## [Data provided]
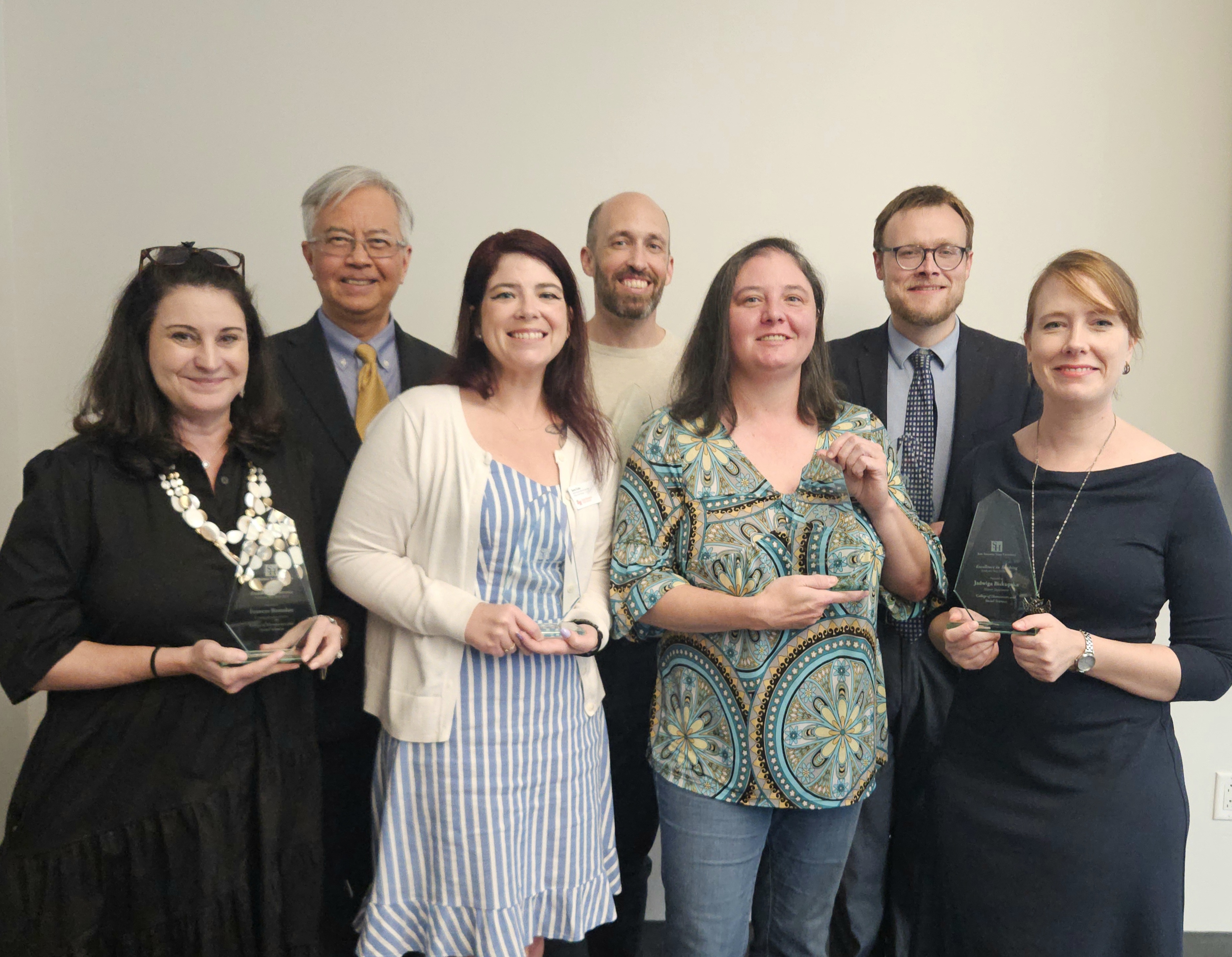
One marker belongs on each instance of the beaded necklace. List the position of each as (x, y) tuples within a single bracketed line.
[(268, 535)]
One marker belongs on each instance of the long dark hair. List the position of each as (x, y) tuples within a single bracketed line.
[(704, 378), (567, 392), (123, 406)]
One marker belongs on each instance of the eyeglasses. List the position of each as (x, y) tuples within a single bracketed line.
[(912, 257), (379, 247), (177, 256)]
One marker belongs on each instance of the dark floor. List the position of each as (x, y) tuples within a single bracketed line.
[(1209, 945), (1197, 945)]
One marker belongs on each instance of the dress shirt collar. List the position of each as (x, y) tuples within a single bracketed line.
[(901, 348)]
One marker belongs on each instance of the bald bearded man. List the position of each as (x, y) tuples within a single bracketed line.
[(629, 256)]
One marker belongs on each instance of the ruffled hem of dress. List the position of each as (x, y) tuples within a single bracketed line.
[(177, 884), (391, 929)]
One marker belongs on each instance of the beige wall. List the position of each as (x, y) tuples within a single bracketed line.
[(1102, 124)]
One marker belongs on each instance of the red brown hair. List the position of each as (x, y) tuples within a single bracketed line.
[(567, 390)]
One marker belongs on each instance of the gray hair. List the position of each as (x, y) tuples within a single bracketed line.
[(338, 184)]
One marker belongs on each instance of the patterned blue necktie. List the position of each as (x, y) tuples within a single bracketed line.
[(919, 436)]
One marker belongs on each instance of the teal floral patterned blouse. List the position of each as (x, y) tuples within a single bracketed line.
[(772, 719)]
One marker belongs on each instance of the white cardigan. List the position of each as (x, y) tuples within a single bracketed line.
[(406, 545)]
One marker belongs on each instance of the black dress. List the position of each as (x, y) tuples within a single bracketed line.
[(1061, 808), (166, 817)]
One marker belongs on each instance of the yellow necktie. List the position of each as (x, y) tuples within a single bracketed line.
[(371, 396)]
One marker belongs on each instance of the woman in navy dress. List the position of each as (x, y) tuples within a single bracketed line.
[(1061, 802)]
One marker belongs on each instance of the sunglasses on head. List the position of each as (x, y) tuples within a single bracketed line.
[(177, 256)]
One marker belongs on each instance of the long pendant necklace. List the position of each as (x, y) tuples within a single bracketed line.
[(1040, 605), (269, 536)]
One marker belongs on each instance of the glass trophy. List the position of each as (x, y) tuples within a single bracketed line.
[(269, 605), (996, 579)]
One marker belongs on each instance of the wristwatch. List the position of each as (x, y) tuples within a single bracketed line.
[(601, 642), (1087, 659)]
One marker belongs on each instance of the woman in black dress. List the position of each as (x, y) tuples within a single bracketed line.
[(1060, 797), (168, 804)]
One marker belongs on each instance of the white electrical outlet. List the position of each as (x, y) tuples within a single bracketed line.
[(1224, 796)]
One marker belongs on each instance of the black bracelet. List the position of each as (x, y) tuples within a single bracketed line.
[(598, 644)]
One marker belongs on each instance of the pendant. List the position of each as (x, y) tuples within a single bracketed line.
[(1038, 606)]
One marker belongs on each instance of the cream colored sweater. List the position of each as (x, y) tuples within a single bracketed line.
[(406, 545)]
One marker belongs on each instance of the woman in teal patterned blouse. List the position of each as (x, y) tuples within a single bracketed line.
[(759, 523)]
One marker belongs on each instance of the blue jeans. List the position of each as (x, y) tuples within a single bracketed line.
[(711, 852)]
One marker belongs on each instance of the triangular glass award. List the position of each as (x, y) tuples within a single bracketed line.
[(996, 579)]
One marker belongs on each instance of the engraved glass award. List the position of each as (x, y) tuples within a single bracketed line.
[(269, 603), (996, 579)]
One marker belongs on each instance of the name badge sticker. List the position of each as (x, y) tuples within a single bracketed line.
[(583, 496)]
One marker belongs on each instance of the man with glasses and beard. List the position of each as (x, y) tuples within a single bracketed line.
[(632, 359), (337, 372), (942, 389)]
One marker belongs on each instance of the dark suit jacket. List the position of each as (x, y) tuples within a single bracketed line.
[(994, 397), (318, 417)]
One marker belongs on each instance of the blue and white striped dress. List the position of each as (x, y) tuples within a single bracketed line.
[(503, 833)]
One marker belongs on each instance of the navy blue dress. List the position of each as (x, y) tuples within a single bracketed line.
[(1061, 808), (163, 818)]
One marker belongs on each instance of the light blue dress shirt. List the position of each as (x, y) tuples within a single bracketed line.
[(945, 379), (348, 364)]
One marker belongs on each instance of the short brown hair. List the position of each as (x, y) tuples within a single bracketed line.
[(1108, 278), (567, 385), (918, 198)]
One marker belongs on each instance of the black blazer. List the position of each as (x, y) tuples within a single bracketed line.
[(995, 395), (318, 417)]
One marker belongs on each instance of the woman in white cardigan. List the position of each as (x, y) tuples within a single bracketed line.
[(476, 530)]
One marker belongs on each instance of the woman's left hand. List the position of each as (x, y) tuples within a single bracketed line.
[(318, 641), (574, 641), (864, 469), (1049, 654)]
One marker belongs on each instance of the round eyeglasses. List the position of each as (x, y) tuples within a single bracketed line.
[(379, 247), (912, 257), (177, 256)]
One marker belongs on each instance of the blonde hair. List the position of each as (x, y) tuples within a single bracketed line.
[(1078, 264)]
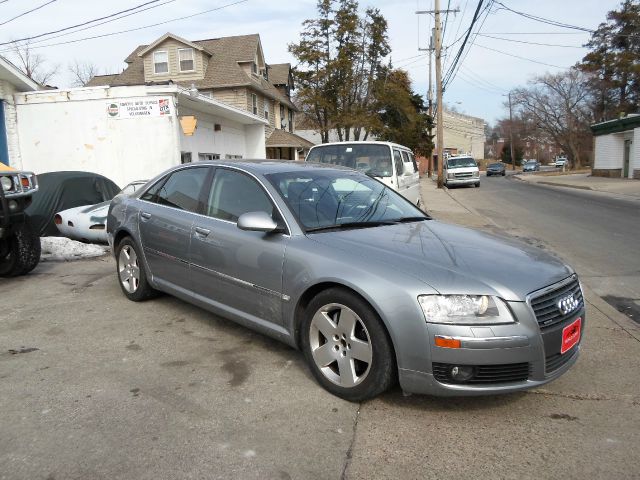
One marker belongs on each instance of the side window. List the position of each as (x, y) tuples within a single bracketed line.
[(397, 160), (415, 163), (182, 189), (234, 193)]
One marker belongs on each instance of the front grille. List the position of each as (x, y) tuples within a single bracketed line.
[(555, 361), (511, 372), (545, 304)]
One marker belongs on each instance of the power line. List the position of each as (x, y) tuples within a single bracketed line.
[(544, 20), (139, 28), (529, 43), (521, 58), (486, 12), (88, 27), (28, 11), (459, 54), (79, 24)]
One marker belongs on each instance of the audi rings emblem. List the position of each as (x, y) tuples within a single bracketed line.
[(567, 304)]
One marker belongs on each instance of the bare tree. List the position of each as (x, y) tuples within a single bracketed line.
[(560, 106), (82, 72), (33, 65)]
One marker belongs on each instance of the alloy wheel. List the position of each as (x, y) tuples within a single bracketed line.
[(129, 269), (340, 345)]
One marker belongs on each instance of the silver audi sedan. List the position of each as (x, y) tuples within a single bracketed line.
[(368, 286)]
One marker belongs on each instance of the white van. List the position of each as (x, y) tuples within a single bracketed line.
[(392, 164), (461, 170)]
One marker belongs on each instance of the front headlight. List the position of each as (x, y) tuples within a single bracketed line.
[(6, 183), (465, 309)]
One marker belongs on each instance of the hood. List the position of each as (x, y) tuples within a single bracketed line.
[(97, 210), (452, 259)]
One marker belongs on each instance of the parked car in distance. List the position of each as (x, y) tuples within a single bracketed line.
[(391, 163), (461, 170), (561, 162), (88, 222), (60, 191), (495, 169), (333, 262), (531, 166)]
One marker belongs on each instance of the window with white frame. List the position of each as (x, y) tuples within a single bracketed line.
[(160, 62), (208, 156), (254, 103), (185, 58)]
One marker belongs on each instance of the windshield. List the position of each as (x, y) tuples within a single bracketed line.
[(327, 199), (374, 160), (461, 162)]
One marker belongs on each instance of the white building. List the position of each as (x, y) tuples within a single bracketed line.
[(12, 81), (130, 132), (617, 148)]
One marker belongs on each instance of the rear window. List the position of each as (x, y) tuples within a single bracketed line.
[(373, 160)]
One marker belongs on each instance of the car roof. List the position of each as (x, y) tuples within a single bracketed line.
[(263, 166), (362, 142)]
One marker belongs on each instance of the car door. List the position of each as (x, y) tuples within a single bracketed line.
[(235, 270), (167, 213)]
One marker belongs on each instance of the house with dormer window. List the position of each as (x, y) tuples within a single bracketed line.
[(231, 70)]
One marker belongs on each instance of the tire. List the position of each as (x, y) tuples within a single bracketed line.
[(21, 251), (132, 276), (334, 323)]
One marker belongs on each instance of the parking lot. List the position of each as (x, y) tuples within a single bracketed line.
[(95, 386)]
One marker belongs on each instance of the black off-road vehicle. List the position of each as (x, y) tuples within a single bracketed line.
[(19, 242)]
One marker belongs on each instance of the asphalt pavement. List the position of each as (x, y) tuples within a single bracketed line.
[(95, 386)]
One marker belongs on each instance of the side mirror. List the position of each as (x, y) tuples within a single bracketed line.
[(257, 222)]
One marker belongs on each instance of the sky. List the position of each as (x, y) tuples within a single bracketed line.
[(488, 70)]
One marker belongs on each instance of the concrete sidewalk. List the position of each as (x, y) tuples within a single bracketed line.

## [Exercise prompt]
Could you quote, exactly as they appear, the line containing "One marker belongs on each instance of the asphalt" and every line after it to the end of the records above?

## [Result for this task]
One marker belongs on each instance of the asphalt pavement. List the position of each as (x, y) tuples within a single bracketed line.
[(95, 386)]
One marker belongs on each instance of the side mirror. List the position of each as (x, y) tuples within a single bracketed line.
[(257, 222)]
One marker belongs on each instance of the sky. List the position of each as (x, y) tuples within a single bracketed line.
[(488, 70)]
One marker belongs on each instance of the concrete sidewalk. List the position of each as (x, y) tuples within a single bracketed line.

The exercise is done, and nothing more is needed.